- PETUNJUK TUGAS -
Tulis ulang seluruh catatan di bawah dengan mengganti "standing on shore" menjadi "standing on the beach", tanpa mengubah bagian lainnya.

::::

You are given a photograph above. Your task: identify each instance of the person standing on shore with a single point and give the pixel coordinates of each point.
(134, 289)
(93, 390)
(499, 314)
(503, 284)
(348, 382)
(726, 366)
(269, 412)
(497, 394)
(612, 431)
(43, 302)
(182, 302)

::::

- JAWABAN LATIHAN -
You are given a photograph above. Your task: identify each instance of the person standing on the beach with a single point and give the pixel coordinates of each point.
(134, 289)
(93, 390)
(499, 314)
(503, 284)
(348, 382)
(726, 366)
(269, 412)
(497, 394)
(612, 431)
(43, 302)
(182, 302)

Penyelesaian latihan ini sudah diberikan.